WHAT IS EXPECTED:
Reproduce the entries from their first line up to and including the line with "# annotate each instance of the bird's white". Leave out everything after it.

++++

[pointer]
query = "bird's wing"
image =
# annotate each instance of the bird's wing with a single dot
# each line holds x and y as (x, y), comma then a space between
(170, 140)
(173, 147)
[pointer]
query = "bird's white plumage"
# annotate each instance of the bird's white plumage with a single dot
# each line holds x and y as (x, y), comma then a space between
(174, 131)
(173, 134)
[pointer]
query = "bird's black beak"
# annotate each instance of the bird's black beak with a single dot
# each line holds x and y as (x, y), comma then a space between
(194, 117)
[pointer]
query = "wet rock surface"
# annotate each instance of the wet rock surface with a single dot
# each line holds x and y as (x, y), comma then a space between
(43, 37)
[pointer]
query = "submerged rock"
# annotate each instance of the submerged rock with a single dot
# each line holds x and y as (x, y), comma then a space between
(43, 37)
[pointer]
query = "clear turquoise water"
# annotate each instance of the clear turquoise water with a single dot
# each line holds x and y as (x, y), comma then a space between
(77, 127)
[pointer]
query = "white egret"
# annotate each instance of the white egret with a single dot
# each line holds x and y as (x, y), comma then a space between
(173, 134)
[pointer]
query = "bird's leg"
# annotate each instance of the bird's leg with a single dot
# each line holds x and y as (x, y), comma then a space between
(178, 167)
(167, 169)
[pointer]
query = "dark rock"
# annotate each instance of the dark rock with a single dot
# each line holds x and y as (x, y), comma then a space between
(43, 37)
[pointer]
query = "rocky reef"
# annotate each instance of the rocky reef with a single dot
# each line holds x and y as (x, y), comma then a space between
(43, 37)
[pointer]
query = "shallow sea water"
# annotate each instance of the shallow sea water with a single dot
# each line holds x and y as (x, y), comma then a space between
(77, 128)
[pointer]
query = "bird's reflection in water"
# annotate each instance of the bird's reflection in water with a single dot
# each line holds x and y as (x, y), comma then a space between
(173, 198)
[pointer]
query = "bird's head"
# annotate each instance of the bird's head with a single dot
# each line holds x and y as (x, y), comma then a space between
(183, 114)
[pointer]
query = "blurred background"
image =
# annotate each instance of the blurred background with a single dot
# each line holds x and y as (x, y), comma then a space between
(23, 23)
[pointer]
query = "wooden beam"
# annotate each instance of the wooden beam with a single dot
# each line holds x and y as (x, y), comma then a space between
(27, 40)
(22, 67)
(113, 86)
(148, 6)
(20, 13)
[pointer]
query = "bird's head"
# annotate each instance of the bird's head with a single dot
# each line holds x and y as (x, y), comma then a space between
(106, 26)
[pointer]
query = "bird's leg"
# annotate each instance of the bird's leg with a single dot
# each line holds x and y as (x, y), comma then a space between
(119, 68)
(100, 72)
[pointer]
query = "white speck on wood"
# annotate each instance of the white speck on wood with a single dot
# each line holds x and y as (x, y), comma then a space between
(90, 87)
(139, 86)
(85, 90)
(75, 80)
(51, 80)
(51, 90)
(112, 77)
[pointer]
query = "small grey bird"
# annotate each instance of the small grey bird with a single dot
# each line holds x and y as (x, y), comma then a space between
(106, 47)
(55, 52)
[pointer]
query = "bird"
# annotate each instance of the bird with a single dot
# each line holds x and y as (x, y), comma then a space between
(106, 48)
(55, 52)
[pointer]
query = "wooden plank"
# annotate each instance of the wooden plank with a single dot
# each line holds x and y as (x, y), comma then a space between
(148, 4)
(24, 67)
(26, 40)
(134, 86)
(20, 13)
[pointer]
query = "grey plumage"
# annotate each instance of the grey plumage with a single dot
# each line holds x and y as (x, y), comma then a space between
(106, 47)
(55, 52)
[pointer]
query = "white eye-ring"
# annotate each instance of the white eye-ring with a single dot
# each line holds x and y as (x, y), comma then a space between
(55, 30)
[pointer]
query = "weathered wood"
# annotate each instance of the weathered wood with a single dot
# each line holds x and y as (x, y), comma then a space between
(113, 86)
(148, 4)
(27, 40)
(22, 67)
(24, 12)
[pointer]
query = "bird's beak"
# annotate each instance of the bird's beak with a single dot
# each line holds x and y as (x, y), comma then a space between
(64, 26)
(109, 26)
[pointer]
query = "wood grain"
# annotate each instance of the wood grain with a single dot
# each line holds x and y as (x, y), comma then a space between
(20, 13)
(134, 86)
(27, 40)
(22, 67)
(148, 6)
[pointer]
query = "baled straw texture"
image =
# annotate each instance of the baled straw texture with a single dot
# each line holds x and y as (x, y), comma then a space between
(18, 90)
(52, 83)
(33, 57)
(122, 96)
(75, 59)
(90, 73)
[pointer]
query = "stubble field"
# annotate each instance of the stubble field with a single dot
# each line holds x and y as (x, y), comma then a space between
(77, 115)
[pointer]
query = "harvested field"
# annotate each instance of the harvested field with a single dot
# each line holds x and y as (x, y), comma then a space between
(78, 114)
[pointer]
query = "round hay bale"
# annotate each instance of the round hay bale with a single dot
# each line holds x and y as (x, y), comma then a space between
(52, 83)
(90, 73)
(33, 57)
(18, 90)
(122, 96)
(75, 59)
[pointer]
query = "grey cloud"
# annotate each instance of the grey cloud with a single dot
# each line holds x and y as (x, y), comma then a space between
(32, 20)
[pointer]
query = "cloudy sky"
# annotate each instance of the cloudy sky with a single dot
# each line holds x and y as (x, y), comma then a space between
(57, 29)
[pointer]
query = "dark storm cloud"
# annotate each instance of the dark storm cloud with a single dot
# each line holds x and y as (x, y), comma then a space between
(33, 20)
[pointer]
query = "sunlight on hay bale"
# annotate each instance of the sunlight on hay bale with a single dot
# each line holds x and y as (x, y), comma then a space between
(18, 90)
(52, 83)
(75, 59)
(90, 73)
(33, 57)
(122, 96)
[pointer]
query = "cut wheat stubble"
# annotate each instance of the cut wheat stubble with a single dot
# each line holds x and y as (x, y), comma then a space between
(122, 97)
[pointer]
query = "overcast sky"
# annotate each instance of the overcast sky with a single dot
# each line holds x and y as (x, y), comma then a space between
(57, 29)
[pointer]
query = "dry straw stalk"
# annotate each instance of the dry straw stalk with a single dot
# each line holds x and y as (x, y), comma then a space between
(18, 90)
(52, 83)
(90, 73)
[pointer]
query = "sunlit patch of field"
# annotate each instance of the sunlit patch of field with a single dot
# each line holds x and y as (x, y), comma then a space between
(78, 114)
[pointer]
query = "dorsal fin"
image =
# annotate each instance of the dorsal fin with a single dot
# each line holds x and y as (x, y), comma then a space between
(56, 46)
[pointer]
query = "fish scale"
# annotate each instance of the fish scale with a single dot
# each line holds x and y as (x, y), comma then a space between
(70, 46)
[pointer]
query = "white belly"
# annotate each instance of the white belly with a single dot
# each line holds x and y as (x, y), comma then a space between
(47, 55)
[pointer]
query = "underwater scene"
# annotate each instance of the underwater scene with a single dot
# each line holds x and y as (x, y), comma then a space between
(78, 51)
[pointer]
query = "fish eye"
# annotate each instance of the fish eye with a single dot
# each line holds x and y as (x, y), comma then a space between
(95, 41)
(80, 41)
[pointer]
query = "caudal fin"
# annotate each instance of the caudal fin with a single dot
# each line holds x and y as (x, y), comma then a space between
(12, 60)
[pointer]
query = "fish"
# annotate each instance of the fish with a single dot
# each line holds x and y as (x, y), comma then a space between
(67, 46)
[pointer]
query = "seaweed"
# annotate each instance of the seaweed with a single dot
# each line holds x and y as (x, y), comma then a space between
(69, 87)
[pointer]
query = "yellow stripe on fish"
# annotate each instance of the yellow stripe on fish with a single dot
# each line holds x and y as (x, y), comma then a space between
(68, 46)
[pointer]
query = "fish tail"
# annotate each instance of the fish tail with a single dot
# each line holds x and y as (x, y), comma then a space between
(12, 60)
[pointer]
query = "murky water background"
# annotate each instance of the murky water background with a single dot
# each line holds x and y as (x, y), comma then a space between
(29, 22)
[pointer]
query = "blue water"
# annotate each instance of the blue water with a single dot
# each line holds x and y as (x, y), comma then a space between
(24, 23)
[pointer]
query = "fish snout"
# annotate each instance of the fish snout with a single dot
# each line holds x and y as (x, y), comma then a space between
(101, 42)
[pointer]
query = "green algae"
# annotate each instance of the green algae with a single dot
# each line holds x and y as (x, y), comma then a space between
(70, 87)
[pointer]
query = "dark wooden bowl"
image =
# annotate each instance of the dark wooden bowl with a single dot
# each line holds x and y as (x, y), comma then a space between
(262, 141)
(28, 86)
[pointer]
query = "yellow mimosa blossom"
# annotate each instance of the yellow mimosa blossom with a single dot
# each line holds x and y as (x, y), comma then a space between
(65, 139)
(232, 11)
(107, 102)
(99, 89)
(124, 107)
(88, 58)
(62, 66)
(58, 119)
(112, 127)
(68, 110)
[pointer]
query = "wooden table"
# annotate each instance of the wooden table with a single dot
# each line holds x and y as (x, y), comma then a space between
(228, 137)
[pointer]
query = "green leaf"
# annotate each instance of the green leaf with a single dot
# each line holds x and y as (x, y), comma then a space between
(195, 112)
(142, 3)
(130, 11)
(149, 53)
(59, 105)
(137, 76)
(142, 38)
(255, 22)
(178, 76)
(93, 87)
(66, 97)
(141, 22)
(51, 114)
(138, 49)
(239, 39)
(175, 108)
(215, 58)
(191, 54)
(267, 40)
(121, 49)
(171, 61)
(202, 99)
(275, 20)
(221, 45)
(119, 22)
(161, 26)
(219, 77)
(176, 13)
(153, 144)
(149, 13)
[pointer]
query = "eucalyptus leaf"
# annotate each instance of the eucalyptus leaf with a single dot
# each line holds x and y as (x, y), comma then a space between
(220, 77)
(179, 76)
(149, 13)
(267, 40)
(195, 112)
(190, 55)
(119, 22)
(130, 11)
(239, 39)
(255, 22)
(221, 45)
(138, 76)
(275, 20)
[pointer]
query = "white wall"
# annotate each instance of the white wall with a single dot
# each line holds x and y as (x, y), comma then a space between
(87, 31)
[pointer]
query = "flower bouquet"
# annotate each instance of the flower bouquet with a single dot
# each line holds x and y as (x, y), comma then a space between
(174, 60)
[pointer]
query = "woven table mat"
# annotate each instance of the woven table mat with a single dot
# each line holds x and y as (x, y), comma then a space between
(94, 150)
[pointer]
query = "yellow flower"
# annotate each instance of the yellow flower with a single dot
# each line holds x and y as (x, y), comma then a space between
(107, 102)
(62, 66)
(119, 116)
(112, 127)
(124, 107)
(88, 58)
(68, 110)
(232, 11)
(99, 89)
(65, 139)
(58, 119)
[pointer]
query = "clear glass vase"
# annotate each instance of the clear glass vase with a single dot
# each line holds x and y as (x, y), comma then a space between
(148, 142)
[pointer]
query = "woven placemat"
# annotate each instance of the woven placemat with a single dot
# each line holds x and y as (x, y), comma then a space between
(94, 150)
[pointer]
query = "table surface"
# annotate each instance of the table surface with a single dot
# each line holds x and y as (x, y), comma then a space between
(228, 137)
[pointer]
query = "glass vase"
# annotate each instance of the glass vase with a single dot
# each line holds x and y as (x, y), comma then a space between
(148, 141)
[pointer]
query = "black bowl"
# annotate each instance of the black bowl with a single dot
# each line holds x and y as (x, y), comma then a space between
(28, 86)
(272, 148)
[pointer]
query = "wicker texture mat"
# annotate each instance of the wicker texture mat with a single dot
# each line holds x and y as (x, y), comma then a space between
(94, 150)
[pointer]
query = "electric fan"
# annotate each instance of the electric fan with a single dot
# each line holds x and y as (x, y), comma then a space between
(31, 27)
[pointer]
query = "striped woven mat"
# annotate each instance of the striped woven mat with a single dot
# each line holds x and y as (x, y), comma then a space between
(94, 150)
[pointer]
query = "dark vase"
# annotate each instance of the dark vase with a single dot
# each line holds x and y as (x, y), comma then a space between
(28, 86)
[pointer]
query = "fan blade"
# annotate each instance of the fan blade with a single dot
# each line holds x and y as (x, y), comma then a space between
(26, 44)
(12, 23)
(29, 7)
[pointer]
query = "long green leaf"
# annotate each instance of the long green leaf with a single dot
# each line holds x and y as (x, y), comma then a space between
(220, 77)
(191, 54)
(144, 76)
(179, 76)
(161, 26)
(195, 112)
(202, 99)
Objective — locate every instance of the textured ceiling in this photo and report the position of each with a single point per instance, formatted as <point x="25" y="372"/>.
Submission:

++++

YOUR RESPONSE:
[pointer]
query = "bird's wing"
image =
# annotate each instance of the bird's wing with a single dot
# each line holds x and y as (x, y), comma then a space between
(170, 140)
(173, 147)
[pointer]
query = "bird's white plumage"
# annotate each instance of the bird's white plumage with a single dot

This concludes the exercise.